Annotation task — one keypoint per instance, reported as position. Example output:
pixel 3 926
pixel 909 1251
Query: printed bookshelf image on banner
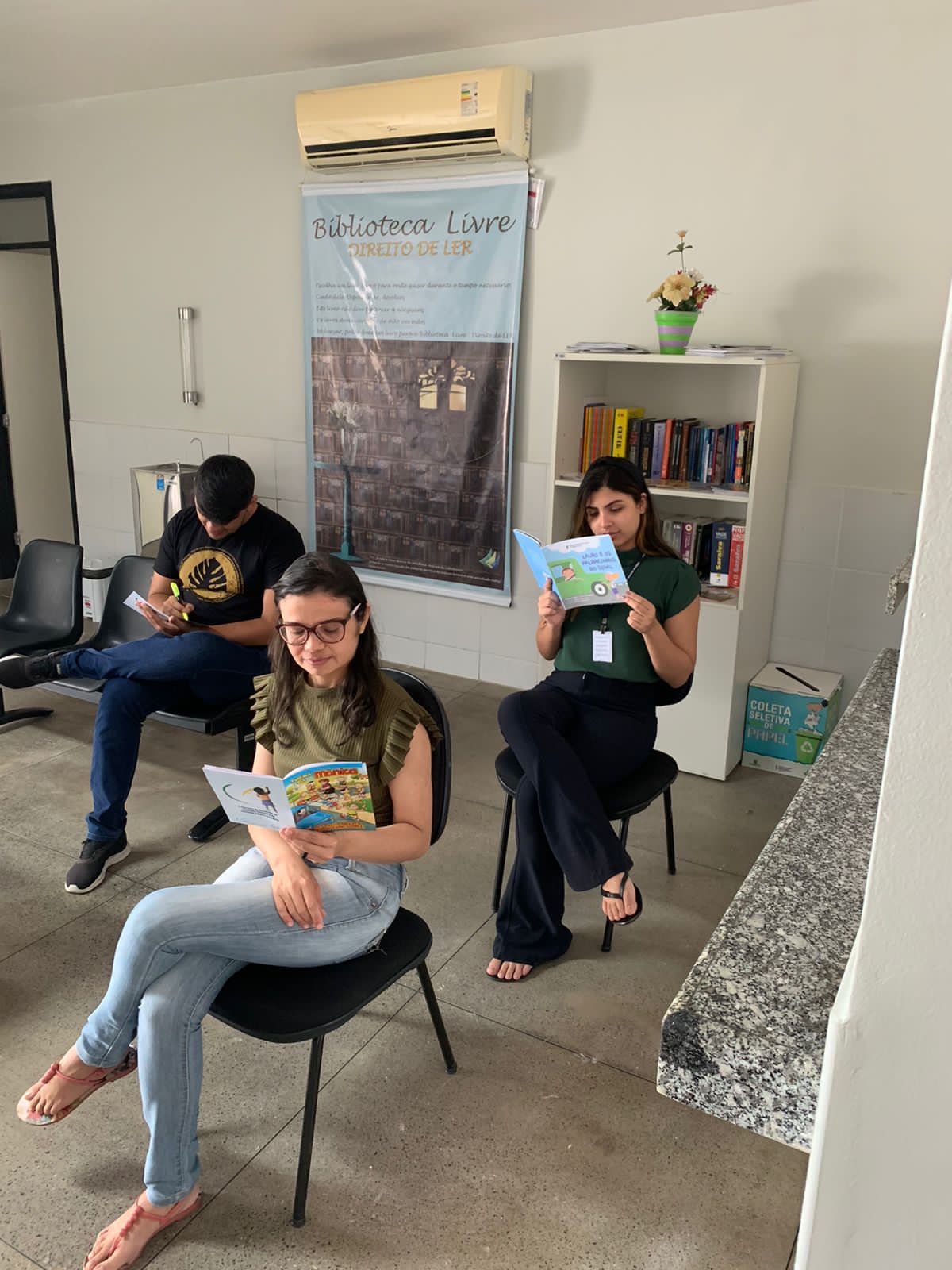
pixel 413 296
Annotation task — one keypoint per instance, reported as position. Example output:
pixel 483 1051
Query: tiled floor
pixel 549 1149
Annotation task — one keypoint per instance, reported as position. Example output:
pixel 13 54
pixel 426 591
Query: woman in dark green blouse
pixel 592 722
pixel 298 899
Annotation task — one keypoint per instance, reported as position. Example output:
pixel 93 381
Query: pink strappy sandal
pixel 89 1085
pixel 139 1213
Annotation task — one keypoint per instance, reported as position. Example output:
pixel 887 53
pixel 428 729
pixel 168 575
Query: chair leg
pixel 304 1160
pixel 433 1006
pixel 670 829
pixel 14 715
pixel 209 826
pixel 503 845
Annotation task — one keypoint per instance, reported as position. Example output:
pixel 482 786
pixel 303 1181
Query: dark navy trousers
pixel 148 675
pixel 573 734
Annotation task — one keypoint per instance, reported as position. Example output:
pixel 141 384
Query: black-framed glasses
pixel 328 633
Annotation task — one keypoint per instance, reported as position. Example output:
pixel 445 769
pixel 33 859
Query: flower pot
pixel 674 330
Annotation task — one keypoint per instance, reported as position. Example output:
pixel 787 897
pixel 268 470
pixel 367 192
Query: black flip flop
pixel 620 895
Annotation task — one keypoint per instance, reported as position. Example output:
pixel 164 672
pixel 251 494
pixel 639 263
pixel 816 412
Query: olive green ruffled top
pixel 321 736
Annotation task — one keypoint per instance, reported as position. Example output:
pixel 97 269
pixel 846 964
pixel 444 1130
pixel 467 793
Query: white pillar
pixel 879 1185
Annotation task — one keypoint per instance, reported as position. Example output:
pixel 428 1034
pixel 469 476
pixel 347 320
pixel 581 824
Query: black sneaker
pixel 25 672
pixel 94 860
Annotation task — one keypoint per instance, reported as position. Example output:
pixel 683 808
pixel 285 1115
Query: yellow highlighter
pixel 178 596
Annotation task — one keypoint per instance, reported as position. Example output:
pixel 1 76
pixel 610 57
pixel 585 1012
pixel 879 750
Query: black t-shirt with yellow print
pixel 226 579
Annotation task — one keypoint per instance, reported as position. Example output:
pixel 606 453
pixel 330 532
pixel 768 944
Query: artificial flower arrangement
pixel 685 291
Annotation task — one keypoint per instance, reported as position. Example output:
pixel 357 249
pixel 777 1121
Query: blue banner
pixel 412 317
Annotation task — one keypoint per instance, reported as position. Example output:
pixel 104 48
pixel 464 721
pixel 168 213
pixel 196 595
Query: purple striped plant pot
pixel 674 330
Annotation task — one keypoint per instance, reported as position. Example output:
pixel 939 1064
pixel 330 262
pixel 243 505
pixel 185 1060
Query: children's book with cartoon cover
pixel 329 797
pixel 583 571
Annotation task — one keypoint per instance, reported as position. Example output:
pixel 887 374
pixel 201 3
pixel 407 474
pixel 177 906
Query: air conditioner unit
pixel 486 114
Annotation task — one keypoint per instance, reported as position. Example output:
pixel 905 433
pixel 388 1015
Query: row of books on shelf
pixel 682 450
pixel 714 548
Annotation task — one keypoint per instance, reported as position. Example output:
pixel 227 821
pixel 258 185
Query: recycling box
pixel 791 711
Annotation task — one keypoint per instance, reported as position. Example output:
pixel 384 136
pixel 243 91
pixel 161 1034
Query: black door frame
pixel 44 190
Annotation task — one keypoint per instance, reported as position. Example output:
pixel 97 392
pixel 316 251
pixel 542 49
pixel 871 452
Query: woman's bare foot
pixel 628 906
pixel 498 969
pixel 124 1240
pixel 56 1094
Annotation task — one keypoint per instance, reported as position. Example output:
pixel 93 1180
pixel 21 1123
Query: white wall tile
pixel 511 633
pixel 877 531
pixel 452 622
pixel 513 672
pixel 404 652
pixel 858 616
pixel 292 473
pixel 799 652
pixel 296 514
pixel 259 454
pixel 803 605
pixel 452 660
pixel 852 664
pixel 812 524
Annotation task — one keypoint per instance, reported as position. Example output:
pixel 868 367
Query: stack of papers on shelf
pixel 603 347
pixel 738 351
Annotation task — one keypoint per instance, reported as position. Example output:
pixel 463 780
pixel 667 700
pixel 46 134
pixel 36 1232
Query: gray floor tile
pixel 527 1157
pixel 93 1162
pixel 33 897
pixel 724 825
pixel 13 1260
pixel 608 1006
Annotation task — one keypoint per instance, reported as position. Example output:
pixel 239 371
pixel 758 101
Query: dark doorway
pixel 10 549
pixel 27 225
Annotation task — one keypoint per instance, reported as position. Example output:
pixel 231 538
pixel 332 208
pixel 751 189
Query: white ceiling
pixel 60 50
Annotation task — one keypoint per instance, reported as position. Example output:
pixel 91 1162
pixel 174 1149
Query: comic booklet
pixel 583 571
pixel 315 797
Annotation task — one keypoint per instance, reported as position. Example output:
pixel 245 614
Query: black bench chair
pixel 294 1005
pixel 44 610
pixel 121 625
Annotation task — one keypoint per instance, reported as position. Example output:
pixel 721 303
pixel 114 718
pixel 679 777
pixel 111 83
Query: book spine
pixel 736 556
pixel 720 552
pixel 666 448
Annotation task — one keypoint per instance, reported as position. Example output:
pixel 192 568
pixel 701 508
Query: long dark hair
pixel 324 573
pixel 625 478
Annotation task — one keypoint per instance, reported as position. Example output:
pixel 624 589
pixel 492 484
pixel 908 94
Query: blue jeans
pixel 175 952
pixel 156 673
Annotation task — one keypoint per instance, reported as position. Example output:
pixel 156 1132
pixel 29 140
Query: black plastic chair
pixel 620 802
pixel 121 625
pixel 296 1005
pixel 46 607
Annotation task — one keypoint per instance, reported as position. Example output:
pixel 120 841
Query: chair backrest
pixel 442 762
pixel 120 624
pixel 48 592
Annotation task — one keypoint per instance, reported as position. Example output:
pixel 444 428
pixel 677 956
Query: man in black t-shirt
pixel 213 582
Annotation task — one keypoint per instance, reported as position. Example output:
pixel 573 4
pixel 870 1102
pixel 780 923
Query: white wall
pixel 877 1185
pixel 799 145
pixel 31 364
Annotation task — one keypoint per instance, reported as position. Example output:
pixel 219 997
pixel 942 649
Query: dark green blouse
pixel 670 586
pixel 323 738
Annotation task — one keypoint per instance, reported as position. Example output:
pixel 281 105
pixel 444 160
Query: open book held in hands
pixel 584 571
pixel 324 797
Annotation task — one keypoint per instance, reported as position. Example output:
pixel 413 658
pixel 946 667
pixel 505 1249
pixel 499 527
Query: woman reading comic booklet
pixel 592 722
pixel 296 899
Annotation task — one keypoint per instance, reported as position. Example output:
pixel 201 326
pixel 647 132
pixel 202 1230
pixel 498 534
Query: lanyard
pixel 607 609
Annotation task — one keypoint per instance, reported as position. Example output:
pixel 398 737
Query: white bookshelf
pixel 706 730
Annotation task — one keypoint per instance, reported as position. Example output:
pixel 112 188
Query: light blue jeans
pixel 175 952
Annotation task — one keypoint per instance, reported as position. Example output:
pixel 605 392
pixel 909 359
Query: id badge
pixel 601 645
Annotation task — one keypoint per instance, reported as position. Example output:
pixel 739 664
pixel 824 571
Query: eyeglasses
pixel 328 633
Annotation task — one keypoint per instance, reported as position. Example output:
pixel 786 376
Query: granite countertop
pixel 744 1038
pixel 899 584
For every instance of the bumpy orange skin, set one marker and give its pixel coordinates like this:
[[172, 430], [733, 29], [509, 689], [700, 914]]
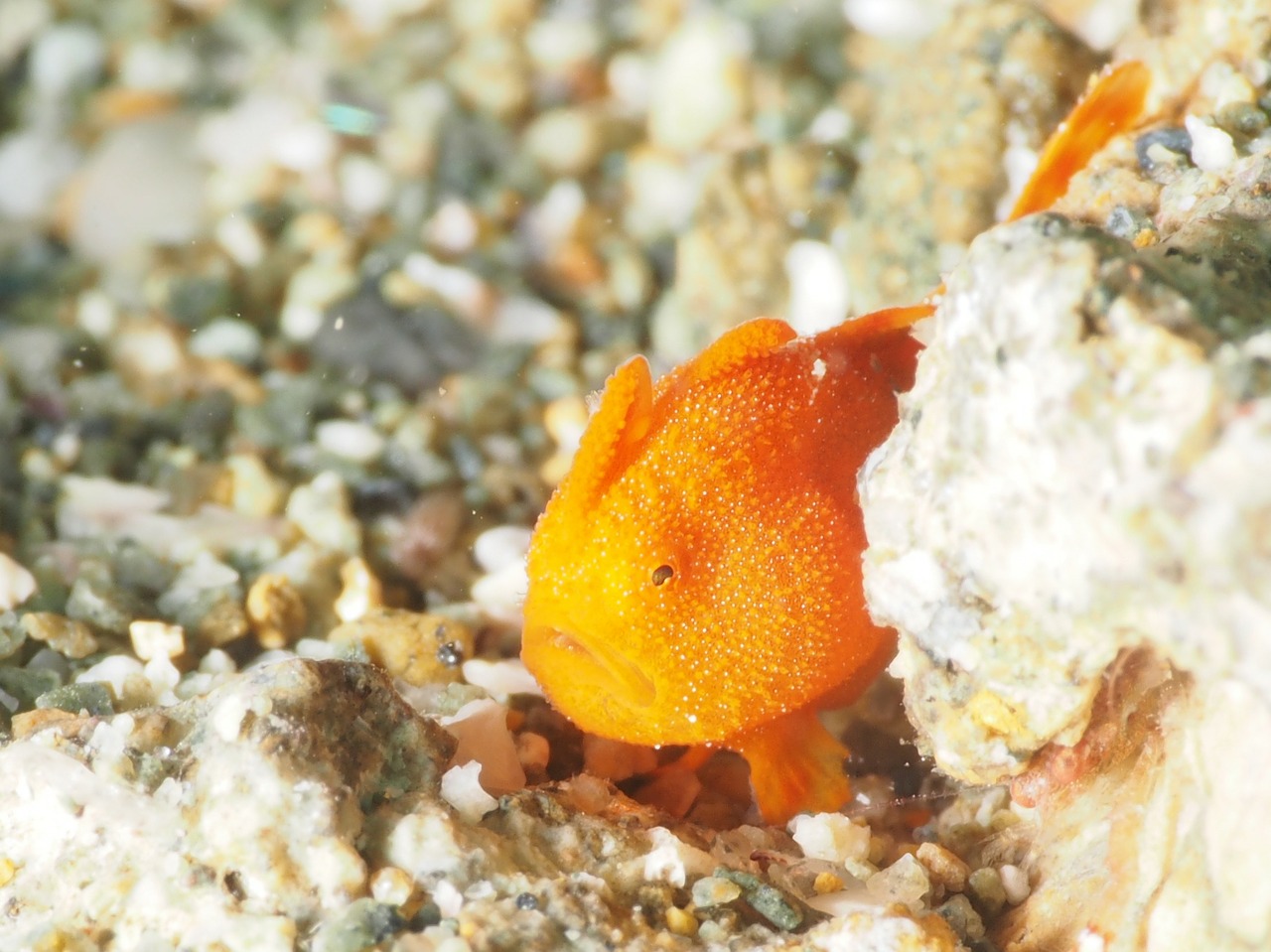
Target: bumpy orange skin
[[695, 579], [736, 472]]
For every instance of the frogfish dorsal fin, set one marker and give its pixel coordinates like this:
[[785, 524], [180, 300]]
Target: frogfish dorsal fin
[[741, 345], [1111, 107], [614, 434]]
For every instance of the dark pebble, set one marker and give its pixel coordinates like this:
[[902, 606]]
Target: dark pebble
[[366, 339], [1176, 140]]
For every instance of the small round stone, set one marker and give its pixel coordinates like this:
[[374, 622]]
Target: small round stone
[[65, 635], [151, 639], [944, 867], [276, 611], [681, 923], [526, 901], [715, 891], [1015, 883], [391, 886], [985, 884]]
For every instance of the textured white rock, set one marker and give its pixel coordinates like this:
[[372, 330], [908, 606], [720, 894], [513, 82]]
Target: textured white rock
[[1056, 493]]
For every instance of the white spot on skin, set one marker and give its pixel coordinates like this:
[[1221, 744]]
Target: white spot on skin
[[1212, 149]]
******************************
> Exercise goal
Determine how many lines in the data contain the string "like", and give the number only.

> Problem solution
6